Saved entries
•••••
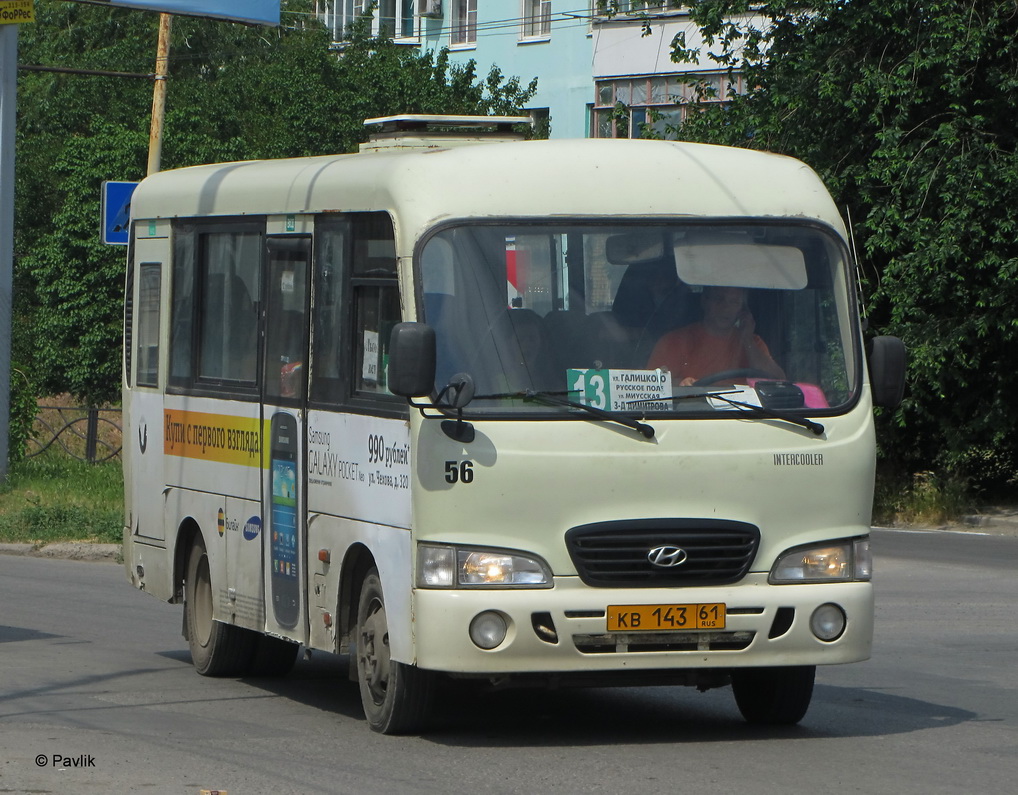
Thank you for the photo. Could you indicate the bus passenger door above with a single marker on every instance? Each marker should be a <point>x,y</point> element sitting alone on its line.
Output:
<point>284,380</point>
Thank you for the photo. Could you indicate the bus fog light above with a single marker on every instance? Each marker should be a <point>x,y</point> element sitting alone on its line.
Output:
<point>489,629</point>
<point>828,622</point>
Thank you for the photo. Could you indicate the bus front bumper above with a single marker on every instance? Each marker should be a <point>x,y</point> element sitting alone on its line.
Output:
<point>565,628</point>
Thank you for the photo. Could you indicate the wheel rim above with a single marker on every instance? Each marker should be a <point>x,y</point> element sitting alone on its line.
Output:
<point>373,651</point>
<point>203,602</point>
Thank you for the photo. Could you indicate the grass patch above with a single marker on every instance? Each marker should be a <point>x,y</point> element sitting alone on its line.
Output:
<point>925,500</point>
<point>53,498</point>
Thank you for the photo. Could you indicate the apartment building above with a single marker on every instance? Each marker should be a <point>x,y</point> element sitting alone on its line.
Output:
<point>603,71</point>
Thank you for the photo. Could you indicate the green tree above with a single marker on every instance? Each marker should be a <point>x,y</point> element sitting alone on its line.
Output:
<point>906,109</point>
<point>235,92</point>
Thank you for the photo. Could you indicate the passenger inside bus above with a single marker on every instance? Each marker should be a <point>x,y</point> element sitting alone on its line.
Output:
<point>724,340</point>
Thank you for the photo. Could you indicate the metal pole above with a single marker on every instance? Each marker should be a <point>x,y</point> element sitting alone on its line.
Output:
<point>8,104</point>
<point>159,94</point>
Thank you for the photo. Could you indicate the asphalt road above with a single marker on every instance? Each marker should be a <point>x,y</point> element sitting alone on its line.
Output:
<point>96,682</point>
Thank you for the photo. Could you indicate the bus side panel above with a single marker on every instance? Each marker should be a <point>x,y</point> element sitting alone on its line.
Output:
<point>358,466</point>
<point>212,467</point>
<point>243,563</point>
<point>391,551</point>
<point>358,475</point>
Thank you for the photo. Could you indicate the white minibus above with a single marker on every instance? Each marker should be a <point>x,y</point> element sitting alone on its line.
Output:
<point>532,412</point>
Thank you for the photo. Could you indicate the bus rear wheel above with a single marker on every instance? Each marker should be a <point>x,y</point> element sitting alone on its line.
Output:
<point>217,648</point>
<point>774,696</point>
<point>396,697</point>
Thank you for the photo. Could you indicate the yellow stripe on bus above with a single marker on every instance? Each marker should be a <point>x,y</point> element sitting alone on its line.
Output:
<point>222,438</point>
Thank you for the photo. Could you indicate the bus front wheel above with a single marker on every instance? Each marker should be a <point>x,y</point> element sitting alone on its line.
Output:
<point>775,696</point>
<point>397,697</point>
<point>217,648</point>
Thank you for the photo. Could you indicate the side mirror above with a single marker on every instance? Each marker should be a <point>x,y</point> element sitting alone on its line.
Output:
<point>886,356</point>
<point>411,359</point>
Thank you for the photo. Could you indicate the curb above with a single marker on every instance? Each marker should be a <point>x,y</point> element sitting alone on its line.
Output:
<point>100,553</point>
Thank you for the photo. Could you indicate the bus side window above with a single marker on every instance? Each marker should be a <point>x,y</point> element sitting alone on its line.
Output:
<point>331,271</point>
<point>376,300</point>
<point>217,276</point>
<point>182,305</point>
<point>228,322</point>
<point>150,276</point>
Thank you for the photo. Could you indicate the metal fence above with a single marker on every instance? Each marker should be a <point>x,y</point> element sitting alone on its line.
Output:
<point>92,435</point>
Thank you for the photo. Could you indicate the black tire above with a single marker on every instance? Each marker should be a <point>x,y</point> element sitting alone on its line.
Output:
<point>273,657</point>
<point>397,698</point>
<point>774,696</point>
<point>217,648</point>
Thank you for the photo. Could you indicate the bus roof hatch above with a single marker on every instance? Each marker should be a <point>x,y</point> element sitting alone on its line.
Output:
<point>423,131</point>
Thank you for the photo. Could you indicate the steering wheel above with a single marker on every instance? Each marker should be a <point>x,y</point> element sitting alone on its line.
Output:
<point>726,375</point>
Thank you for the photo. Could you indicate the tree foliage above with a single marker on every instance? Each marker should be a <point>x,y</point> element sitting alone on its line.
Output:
<point>906,109</point>
<point>234,93</point>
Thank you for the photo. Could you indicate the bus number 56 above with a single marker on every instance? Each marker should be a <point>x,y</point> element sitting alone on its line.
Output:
<point>459,471</point>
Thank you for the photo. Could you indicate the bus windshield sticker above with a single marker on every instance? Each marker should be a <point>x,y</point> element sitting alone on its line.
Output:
<point>370,370</point>
<point>739,393</point>
<point>621,390</point>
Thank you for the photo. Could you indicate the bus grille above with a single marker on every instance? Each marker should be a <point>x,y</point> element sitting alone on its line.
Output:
<point>617,554</point>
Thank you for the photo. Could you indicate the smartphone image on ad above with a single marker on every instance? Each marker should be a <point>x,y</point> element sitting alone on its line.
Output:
<point>283,520</point>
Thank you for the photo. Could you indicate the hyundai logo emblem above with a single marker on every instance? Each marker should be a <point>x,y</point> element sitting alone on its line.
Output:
<point>666,557</point>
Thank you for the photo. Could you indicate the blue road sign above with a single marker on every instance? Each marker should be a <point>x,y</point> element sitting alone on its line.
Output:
<point>116,212</point>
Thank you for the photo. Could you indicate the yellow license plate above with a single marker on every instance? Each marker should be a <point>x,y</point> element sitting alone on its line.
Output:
<point>663,618</point>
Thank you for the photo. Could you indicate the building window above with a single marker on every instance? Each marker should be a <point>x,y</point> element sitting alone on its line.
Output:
<point>396,18</point>
<point>338,15</point>
<point>648,106</point>
<point>464,22</point>
<point>393,18</point>
<point>536,18</point>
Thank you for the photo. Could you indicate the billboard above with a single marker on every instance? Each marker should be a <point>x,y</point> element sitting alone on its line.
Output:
<point>259,11</point>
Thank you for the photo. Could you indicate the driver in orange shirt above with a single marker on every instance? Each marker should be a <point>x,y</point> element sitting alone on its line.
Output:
<point>724,340</point>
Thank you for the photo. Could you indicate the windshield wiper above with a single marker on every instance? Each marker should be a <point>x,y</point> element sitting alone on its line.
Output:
<point>752,408</point>
<point>557,399</point>
<point>770,413</point>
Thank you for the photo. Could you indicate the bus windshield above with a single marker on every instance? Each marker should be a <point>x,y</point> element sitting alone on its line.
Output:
<point>642,319</point>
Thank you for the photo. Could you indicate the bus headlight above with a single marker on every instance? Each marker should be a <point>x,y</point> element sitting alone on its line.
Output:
<point>456,567</point>
<point>846,561</point>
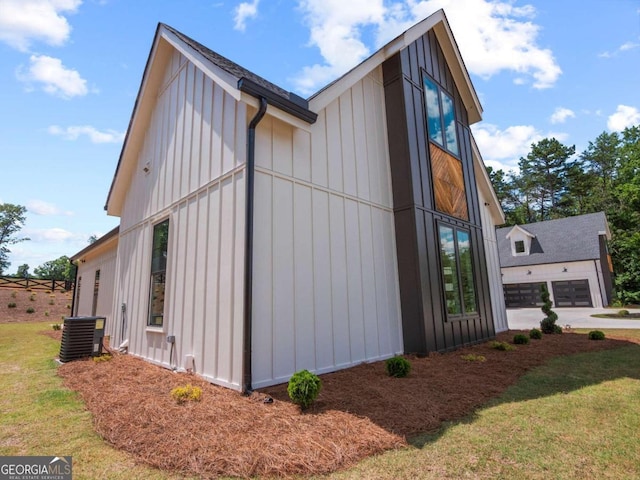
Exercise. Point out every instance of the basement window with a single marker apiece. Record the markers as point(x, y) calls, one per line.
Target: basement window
point(158, 273)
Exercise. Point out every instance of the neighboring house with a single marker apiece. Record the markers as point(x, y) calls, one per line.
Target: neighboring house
point(262, 233)
point(569, 255)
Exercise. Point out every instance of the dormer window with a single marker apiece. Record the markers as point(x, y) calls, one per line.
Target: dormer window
point(520, 240)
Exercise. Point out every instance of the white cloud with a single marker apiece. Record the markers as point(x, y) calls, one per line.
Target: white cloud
point(40, 207)
point(52, 235)
point(243, 12)
point(561, 114)
point(624, 117)
point(622, 48)
point(502, 149)
point(53, 76)
point(94, 135)
point(493, 36)
point(24, 21)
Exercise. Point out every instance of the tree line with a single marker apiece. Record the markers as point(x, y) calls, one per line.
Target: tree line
point(12, 220)
point(554, 182)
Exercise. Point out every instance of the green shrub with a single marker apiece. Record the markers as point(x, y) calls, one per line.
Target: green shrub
point(502, 346)
point(304, 388)
point(472, 357)
point(548, 323)
point(180, 394)
point(398, 366)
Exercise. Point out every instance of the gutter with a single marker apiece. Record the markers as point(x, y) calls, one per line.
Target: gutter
point(248, 246)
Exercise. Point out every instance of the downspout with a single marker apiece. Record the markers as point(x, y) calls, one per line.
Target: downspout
point(75, 286)
point(248, 246)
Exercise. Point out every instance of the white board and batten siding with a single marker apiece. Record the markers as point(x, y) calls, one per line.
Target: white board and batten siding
point(498, 308)
point(190, 170)
point(105, 262)
point(325, 286)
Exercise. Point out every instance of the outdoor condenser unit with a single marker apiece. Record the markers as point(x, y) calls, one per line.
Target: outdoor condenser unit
point(82, 337)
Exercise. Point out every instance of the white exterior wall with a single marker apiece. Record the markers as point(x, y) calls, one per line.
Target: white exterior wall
point(553, 272)
point(194, 151)
point(492, 259)
point(325, 290)
point(105, 261)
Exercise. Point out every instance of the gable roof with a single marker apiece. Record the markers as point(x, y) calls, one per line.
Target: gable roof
point(517, 228)
point(570, 239)
point(440, 25)
point(233, 78)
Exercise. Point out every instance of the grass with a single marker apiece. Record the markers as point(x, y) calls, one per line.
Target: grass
point(41, 417)
point(575, 417)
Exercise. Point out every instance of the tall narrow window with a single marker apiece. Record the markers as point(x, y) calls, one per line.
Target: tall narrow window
point(457, 271)
point(96, 288)
point(441, 119)
point(158, 273)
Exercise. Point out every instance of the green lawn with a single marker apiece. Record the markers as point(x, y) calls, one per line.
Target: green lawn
point(576, 417)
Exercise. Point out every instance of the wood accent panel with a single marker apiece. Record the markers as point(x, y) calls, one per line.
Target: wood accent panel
•••••
- Instructions to follow -
From the entries, copy out each line containing the word "windshield".

- Answer section -
Thank you for the photo. Could you indicate the bus windshield sticker above with a single marker on every instance? Each marker should be a <point>x,y</point> element sitting alone on its line.
Thank you for the photo. Could you indicate the windshield wiper above with a single marker on every instance? Each marker should be a <point>x,y</point> element sitting alone on its line.
Thank you for the photo. Could you indicate the bus windshield above with a single marker on every instance? Each marker should be a <point>x,y</point> element sitting alone on its line.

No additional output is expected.